__EXTRACT TO READ__.
# Police



## Toshiba (Jul 8, 2004)

Who would be a police officer?

http://news.uk.msn.com/Article.aspx?cp- ... id=2737581

They are attacked for heavy handed responses towards terrorism/terrorists. 
They are attacked for doing nothing when terrorist acts are commented.
They are attacked for making arrests of suspects in respect to the kidnapping of a Muslim soldier/s and or suspects with links to terrorist groups.

How can the police operate when they continually have the race/religion card waved in their face? Who do the police work for and is it more acceptable to have victims bodies laid out out on the streets of the UK rather then preventing terrorist strikes by arresting suspects in the first place?

What level of proof is needed or should be needed in order to prevent terrorist activities from taking place?

Discuss


----------



## YELLOW_TT (Feb 25, 2004)

Well said Tosh to many do gooders and PC bull about


----------



## Wallsendmag (Feb 12, 2004)

Hang them first ask questions later eh Andy? Iwould have thought that you had learned your lesson on that one :lol: :lol:


----------



## garyc (May 7, 2002)

wallsendmag said:


> Hang them first ask questions later eh Andy? Iwould have thoought that you had learned your lesson on that one :lol: :lol:


I think one 'beats them with sticks' beforehand. If in doubt.


----------



## zedman (Jan 31, 2005)

maybe it's because their heavy handed techniques are used when they've already done nothing when terrorist acts are committed e.g. Brazilian dude on the tube (RIP). it's all personal opinion obviously but what i cannot understand is why the police feel the need to make this as public as possible? people already hate us (muslims) - this only makes it worse!! Just because the news says that this plot was all about to happen does that make it true? I suppose Iraq was also full to the brim of WMD's, must have been if the news said it was???? On the other side BBC news 24 reported that the majority of the people arrested for the last suspected terror attack last summer or whenever it was *havn't even been charged*, so why don't we wait a little while and see what happens before immediately assuming the worst of those arrested?


----------



## Private Prozac (Jul 7, 2003)

YELLOW_TT said:


> Well said Tosh to many do gooders and PC bull about


PC Bull ~ That's a funny name for a copper! :lol:



zedman said:


> so why don't we wait a little while and see what happens before immediately assuming the worst of those arrested?


I don't think Tosh', (for a change), has made any assumption in his post. More the fact that the Police can't do right for doing wrong. :?


----------



## robokn (Feb 21, 2006)

(Source data)
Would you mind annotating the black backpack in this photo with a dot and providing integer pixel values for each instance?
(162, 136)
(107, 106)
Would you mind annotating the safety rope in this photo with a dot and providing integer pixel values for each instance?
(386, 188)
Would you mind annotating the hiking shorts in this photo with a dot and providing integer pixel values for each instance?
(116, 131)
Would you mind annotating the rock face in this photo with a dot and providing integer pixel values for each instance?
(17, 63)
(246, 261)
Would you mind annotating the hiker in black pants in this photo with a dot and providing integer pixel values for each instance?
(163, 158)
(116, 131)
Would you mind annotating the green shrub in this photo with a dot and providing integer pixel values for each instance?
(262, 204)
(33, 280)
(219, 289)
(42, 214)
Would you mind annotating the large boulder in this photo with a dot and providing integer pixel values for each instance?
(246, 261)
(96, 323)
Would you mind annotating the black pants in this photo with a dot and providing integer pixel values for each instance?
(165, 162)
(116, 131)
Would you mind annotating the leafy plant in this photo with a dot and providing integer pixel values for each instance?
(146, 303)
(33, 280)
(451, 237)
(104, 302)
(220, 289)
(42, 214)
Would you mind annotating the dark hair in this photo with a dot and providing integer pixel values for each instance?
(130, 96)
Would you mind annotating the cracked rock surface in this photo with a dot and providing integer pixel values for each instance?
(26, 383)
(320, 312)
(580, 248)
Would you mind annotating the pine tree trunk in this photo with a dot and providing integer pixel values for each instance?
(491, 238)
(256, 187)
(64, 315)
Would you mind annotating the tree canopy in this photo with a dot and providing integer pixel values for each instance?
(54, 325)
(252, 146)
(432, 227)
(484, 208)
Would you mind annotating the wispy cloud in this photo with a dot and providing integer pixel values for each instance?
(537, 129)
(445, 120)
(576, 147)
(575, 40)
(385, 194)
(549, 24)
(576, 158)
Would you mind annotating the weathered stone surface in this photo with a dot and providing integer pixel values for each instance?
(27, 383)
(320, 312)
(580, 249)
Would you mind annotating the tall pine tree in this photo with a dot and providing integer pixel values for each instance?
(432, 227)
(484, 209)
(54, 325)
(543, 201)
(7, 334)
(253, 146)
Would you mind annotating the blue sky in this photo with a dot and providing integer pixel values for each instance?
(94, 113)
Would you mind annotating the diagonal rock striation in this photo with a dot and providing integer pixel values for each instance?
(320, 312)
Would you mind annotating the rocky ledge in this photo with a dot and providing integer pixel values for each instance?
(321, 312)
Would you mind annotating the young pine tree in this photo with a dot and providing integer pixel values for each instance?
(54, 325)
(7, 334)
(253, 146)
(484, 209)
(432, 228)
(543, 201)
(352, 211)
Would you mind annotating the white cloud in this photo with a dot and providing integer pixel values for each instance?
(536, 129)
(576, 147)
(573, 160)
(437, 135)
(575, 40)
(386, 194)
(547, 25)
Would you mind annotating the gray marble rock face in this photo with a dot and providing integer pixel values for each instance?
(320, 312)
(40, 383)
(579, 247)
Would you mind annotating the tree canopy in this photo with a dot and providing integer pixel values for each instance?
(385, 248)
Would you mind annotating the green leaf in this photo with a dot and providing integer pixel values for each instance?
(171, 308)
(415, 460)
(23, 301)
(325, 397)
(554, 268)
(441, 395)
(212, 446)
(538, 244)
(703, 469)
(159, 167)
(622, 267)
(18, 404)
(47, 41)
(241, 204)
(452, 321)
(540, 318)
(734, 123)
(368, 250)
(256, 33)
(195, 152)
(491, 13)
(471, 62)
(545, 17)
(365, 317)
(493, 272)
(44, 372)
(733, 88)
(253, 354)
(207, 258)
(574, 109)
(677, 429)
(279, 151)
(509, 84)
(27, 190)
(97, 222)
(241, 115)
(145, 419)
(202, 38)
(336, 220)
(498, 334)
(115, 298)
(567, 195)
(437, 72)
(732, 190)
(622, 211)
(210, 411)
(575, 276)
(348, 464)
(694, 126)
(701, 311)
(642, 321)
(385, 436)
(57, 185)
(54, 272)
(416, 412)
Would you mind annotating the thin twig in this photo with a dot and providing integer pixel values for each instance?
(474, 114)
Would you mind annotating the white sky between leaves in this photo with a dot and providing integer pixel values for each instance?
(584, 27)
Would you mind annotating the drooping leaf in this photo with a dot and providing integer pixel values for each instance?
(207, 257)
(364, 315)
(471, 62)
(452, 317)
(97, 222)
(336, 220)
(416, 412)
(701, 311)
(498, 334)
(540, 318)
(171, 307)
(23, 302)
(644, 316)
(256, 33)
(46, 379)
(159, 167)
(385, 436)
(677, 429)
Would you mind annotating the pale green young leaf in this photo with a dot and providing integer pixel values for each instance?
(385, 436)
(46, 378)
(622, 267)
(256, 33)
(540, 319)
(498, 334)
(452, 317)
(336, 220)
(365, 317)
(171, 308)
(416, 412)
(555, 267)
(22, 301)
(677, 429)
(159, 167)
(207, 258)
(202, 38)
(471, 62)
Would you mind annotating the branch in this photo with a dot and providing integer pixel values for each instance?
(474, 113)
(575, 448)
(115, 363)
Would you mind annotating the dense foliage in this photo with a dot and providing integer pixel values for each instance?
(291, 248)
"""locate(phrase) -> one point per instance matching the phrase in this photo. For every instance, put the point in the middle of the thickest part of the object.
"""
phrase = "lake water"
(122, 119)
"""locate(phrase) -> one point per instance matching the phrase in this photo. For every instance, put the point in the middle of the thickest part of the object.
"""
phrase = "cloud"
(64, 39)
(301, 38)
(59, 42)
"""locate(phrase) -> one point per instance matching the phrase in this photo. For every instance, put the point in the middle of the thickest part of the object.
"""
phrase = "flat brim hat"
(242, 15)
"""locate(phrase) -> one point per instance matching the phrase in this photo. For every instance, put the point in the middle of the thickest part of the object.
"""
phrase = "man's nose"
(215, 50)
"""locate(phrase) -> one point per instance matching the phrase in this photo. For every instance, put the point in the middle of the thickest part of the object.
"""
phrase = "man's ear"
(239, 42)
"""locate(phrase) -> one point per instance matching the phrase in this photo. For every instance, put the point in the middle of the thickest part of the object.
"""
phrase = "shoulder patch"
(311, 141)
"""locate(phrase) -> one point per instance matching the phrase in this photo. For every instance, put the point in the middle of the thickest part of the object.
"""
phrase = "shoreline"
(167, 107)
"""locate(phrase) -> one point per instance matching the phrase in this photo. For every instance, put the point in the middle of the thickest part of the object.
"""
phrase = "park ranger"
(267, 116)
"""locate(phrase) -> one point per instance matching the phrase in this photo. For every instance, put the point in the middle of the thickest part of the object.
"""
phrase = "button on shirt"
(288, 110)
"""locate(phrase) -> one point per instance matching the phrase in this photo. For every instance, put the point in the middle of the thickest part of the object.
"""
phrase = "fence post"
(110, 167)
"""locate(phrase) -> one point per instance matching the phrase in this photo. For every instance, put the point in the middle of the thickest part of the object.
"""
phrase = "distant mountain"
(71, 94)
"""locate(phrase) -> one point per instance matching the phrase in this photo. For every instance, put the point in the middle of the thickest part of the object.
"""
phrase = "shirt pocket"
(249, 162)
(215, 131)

__TASK GOAL__.
Answer these from the forum thread about the police:
(a) Which news channel, according to zedman, reported that most of the people arrested for the last suspected terror attack had not been charged?
(b) What does Private Prozac call "a funny name for a copper"?
(c) In garyc's reply, what does one do beforehand "If in doubt"?

__WORKED ANSWER__.
(a) BBC news 24
(b) PC Bull
(c) One beats them with sticks.